In a disclosed embodiment, the routing query specifies a global identifier of the destination node, and sending the instruction includes instructing the sending node to address the packet to a local identifier that the subnet manager has assigned to a port of the specified router. The method may include transmitting, from the sending node to a distributed name server, a name query with respect to a host name of the destination node, and receiving the global identifier at the sending node from the distributed name server in response to the name query.
In some embodiments, transmitting the data traffic includes receiving at the second subnet manager a routing query from a router in response to having received at the router a packet from a sending node in the first subnet for transmission to a destination node in the second subnet, and in response to the routing query, sending an instruction from the second subnet manager to the router to direct the packet to a port having a specified local identifier in the second subnet.
Additionally or alternatively, transmitting the data packets includes receiving at the first subnet manager a routing query from a node in the network, sending an instruction, in response to the routing query, from the first subnet manager to the node to direct the packet to a specified port, and caching the instruction at the node for use in forwarding of subsequent packets.
In a disclosed embodiment, configuring the routers includes forming a multicast group extending over at least the first and second subnets via one or more of the routers.
There is also provided, in accordance with an embodiment of the present invention, apparatus for communication, including a plurality of routers interconnecting at least first and second subnets in a packet data network. At least first and second subnet managers are operative to assign respective local identifiers to ports for addressing of data link traffic within each subnet, such that the first subnet manager assigns the local identifiers in the first subnet, and the second subnet manager assigns the local identifiers in the second subnet. The subnet managers configure the routers by transmitting and receiving control traffic to and from the routers, and control transmission of data packets between network nodes in the first and second subnets via one or more of the configured routers.
There is additionally provided, in accordance with an embodiment of the present invention, a computer software product, including a non-transitory computer-readable medium in which program instructions are stored, which instructions, when read by a computer in a first subnet of a packet data network that includes a plurality of routers interconnecting multiple subnets, cause the computer to function as a first subnet manager in the first subnet so as to assign respective local identifiers to ports for addressing of data link traffic within the first subnet, while at least a second subnet manager assigns the local identifiers to the ports in at least a second subnet. The instructions cause at least the first and second subnet managers to configure the routers by transmitting and receiving control traffic to and from the routers, and to control transmission of data packets between network nodes in the first and second subnets via one or more of the configured routers.
The present invention will be more fully understood from the following detailed description of the embodiments thereof, taken together with the drawings in which:
BRIEF DESCRIPTION OF THE DRAWINGS
FIG. 1 is a block diagram that schematically illustrates a computer network, in accordance with an embodiment of the present invention; and
FIG. 2 is a flow chart that schematically illustrates a method for packet routing, in accordance with an embodiment of the present invention.
DETAILED DESCRIPTION OF EMBODIMENTS
In order to support the routing protocols that have become standard in IP networks, IP routers must typically have substantial autonomous computing power, memory and communication capabilities. These sorts of routing protocols and capabilities have not been developed in Layer-3 routers for other network architectures, such as InfiniBand (IB) networks.

• • • • • • •

What you need to do:
- A) Print the part of the patent excerpt that opens with the words containing "Additionally or alternatively, transmitting" and closes with "of subsequent packets.".
- B) According to the patent excerpt, which network architecture is given as an example where Layer-3 routers lack the routing protocols that are standard in IP networks?
- C) Write the next part of the patent excerpt, picking up after its final sentence.

Excerpted data:
• • • • • • •

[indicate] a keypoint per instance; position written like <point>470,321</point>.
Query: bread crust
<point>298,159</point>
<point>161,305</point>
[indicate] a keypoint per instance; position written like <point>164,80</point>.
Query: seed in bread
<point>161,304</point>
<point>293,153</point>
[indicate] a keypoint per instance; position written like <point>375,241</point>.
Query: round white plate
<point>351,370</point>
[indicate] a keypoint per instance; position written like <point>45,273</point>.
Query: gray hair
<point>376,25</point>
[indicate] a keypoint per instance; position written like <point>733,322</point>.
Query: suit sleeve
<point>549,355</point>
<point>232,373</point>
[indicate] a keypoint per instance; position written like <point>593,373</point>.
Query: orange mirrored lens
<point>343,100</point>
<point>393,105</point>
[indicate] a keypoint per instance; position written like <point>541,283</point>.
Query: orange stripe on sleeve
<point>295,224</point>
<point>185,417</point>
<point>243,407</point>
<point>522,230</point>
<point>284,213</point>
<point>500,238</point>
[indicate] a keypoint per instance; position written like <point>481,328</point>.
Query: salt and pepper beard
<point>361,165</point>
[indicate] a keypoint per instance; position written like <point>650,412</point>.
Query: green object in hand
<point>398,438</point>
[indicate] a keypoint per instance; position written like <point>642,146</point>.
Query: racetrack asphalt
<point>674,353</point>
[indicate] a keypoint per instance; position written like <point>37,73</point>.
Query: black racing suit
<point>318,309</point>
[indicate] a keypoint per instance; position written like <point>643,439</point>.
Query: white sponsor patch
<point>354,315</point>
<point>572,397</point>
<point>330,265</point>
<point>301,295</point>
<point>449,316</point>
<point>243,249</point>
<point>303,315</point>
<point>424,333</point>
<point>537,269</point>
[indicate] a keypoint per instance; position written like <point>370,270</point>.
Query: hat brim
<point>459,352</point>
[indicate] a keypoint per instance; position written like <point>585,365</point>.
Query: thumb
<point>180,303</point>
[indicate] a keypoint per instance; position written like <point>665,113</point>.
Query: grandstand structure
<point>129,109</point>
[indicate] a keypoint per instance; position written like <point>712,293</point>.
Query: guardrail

• • • • • • •

Results for the exercise:
- A)
Additionally or alternatively, transmitting the data packets includes receiving at the first subnet manager a routing query from a node in the network, sending an instruction, in response to the routing query, from the first subnet manager to the node to direct the packet to a specified port, and caching the instruction at the node for use in forwarding of subsequent packets.

- B) InfiniBand (IB) networks.

- C)
Embodiments of the present invention that are described hereinbelow provide methods and apparatus for routing packets between subnets that take advantage of management capabilities that already exist within the subnets and thus relieve routers of the need to support complex routing protocols. Such an approach is appropriate particularly for IB networks, in which the capabilities and responsibilities of the existing subnet manager can be expanded to manage inter-subnet routing, as well. The embodiments described below therefore relate particularly to IB networks and use the vocabulary of IB specifications. The principles of the present invention, however, may also be applied, mutatis mutandis, in other network architectures that have a similar subnet management function.
In the disclosed embodiments, a packet data network comprises at least two subnets, which have respective subnet managers and are interconnected by multiple routers. The subnet managers assign local identifiers to the ports in their respective subnets for addressing of data-link (Layer 2) traffic within the subnet. The subnet managers transmit and receive control traffic, typically in the form of management packets, in order to learn the network topology and configure the routers accordingly. Data packets can then be transmitted between network nodes in the first and second subnets via the routers so configured under control of the subnet managers.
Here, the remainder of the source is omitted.